## [Consigne]
Reproduisez à l'identique les lignes de la liste ci-dessous, depuis celle qui contient « floor? Indicate one point per instance. » jusqu'à la fin de la liste, ces deux bornes comprises.

-------- Données de l'exercice --------

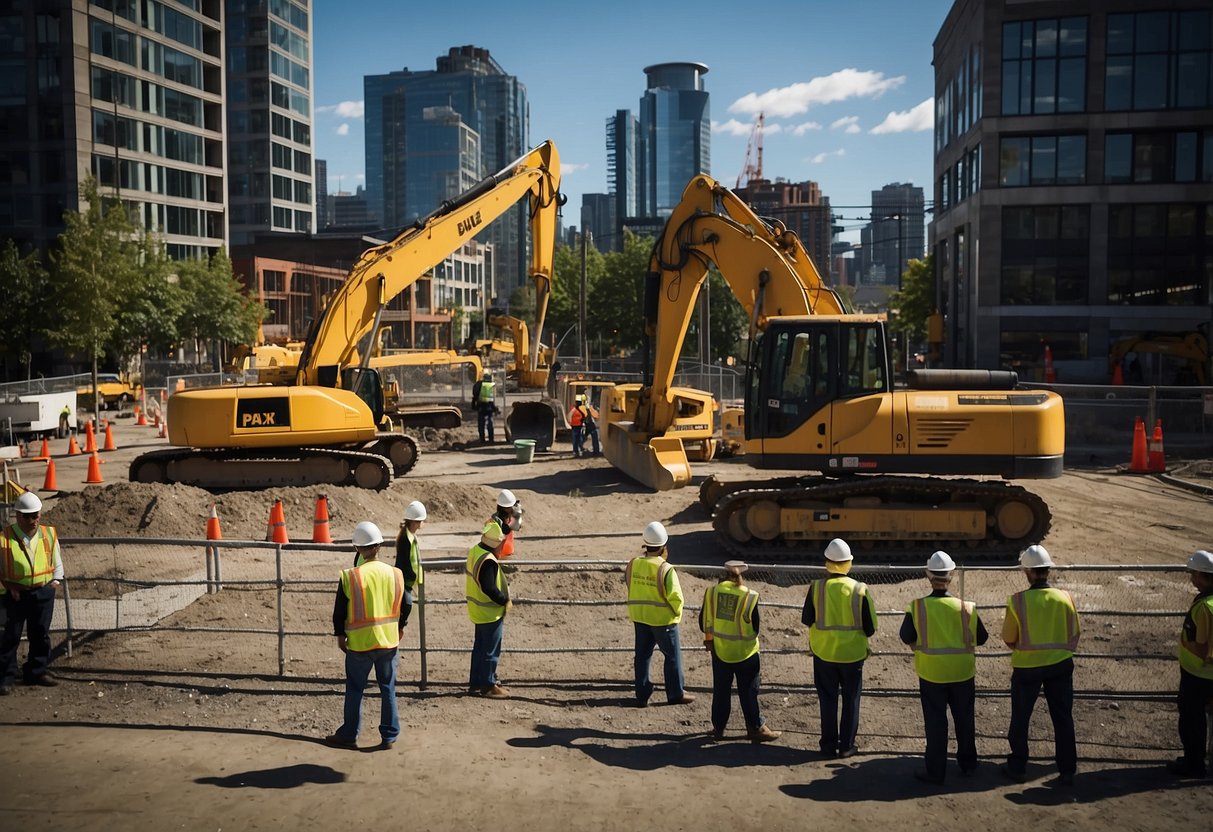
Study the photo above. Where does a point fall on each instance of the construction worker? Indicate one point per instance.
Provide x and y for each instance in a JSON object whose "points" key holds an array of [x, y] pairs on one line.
{"points": [[507, 517], [1195, 670], [1041, 628], [945, 632], [408, 558], [729, 620], [655, 604], [485, 404], [488, 600], [368, 622], [33, 570], [841, 616]]}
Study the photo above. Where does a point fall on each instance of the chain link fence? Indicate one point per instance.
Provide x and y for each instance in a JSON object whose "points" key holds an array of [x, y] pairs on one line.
{"points": [[252, 608]]}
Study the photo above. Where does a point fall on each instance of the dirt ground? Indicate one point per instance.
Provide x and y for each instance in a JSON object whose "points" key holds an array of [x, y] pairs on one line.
{"points": [[198, 731]]}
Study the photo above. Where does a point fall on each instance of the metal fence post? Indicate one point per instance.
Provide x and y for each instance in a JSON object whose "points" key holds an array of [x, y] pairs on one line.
{"points": [[421, 626], [282, 628]]}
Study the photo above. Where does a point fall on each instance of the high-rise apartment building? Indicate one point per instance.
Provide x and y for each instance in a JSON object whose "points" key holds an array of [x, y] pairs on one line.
{"points": [[431, 134], [675, 135], [271, 172], [1074, 161], [801, 208], [129, 91]]}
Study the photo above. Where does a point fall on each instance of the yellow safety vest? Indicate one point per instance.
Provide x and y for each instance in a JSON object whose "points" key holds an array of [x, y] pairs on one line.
{"points": [[837, 631], [947, 637], [648, 600], [28, 564], [728, 620], [1189, 659], [414, 559], [482, 609], [1048, 627], [375, 592]]}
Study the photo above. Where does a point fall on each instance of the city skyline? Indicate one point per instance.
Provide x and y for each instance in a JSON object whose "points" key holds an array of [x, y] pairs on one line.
{"points": [[852, 114]]}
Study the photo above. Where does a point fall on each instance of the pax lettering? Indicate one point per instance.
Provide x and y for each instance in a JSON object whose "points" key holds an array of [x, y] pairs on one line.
{"points": [[468, 223]]}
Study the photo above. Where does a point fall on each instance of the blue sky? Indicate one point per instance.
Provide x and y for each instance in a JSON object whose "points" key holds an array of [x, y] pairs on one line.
{"points": [[846, 86]]}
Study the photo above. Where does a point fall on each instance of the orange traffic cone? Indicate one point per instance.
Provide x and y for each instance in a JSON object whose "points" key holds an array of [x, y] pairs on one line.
{"points": [[212, 525], [50, 483], [1139, 463], [320, 522], [94, 469], [275, 531], [1157, 461]]}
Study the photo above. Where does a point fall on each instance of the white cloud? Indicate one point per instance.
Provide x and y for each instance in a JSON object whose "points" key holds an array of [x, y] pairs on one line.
{"points": [[916, 120], [850, 123], [806, 126], [799, 97], [821, 157], [346, 109]]}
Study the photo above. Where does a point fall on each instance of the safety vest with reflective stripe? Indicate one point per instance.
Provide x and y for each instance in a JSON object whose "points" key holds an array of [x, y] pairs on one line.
{"points": [[1189, 657], [728, 620], [374, 593], [414, 559], [648, 599], [947, 636], [1048, 626], [28, 563], [482, 609], [837, 631]]}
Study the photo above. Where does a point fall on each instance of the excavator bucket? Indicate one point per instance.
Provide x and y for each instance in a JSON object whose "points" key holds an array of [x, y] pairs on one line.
{"points": [[659, 462], [533, 420]]}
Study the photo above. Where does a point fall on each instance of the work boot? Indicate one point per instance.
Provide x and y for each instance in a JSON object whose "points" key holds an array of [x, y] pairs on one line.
{"points": [[762, 734]]}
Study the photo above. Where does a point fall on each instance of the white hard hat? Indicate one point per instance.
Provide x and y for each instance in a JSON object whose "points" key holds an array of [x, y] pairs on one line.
{"points": [[654, 535], [366, 534], [1201, 562], [493, 536], [940, 562], [838, 551], [1035, 557], [28, 503]]}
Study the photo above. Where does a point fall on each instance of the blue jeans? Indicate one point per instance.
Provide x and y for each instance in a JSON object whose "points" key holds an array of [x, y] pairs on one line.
{"points": [[358, 670], [666, 638], [485, 654]]}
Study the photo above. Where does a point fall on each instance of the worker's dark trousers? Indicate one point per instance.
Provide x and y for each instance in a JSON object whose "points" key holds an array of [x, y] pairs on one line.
{"points": [[830, 678], [34, 608], [937, 700], [1025, 689], [746, 673], [1195, 694]]}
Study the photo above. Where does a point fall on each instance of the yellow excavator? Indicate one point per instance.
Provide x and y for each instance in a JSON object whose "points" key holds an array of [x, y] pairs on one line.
{"points": [[819, 398], [326, 426]]}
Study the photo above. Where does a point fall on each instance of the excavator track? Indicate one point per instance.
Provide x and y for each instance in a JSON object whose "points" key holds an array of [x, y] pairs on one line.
{"points": [[258, 468], [892, 518]]}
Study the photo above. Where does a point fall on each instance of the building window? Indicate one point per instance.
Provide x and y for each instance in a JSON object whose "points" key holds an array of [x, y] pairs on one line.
{"points": [[1040, 160], [1184, 155], [1044, 255], [1159, 61], [1044, 67], [1160, 254]]}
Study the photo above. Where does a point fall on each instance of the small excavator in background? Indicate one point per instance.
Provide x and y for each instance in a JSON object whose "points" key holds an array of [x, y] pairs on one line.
{"points": [[820, 398], [329, 426]]}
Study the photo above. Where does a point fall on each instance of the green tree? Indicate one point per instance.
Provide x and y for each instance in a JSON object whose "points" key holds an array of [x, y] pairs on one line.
{"points": [[26, 311], [916, 300]]}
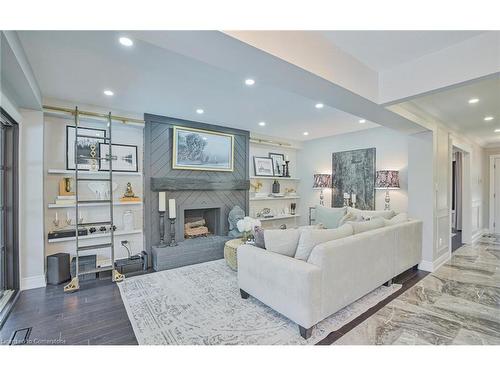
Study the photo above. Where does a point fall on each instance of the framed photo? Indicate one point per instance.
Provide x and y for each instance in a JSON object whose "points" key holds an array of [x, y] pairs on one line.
{"points": [[202, 150], [263, 166], [278, 161], [85, 147], [124, 157]]}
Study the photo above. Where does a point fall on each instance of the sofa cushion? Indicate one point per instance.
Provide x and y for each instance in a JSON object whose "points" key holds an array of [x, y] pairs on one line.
{"points": [[329, 216], [399, 218], [363, 215], [282, 241], [364, 226], [310, 238]]}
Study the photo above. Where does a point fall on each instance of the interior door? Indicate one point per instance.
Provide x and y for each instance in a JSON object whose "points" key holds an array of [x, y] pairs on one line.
{"points": [[496, 196]]}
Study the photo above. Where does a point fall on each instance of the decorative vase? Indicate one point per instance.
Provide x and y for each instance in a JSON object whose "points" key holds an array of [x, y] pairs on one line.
{"points": [[128, 220]]}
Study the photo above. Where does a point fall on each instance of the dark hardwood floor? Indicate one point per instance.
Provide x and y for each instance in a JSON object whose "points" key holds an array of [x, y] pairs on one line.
{"points": [[96, 315]]}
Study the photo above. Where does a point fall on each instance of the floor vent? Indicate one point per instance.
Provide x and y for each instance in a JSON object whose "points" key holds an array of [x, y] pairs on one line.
{"points": [[20, 337]]}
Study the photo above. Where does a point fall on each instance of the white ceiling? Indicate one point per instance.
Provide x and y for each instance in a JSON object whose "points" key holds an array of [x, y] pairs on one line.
{"points": [[451, 107], [77, 66], [383, 50]]}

--------

## [Réponse rédigée]
Study the photo above. Where does a point fall on each instance of the dark hardwood floor? Indicate one point per instance.
Provide x and y for each instance in a JSON object whose "points" key holds an array of [x, y] pairs on one line.
{"points": [[96, 315]]}
Study the photo above. Where does a point fall on each instance of the floor vent? Indicate one point per instance.
Provide x and y for each instance in a JSON object whose "points" key holds an array of [x, y] pairs on one line.
{"points": [[20, 337]]}
Study the photo above. Where does a point fall on each instance of the white ceiling? Indicate one point per instance.
Provide x and y for each instance in a JSON object whose "points" key holds an array of [x, y] pairs on one line.
{"points": [[451, 107], [77, 66], [383, 50]]}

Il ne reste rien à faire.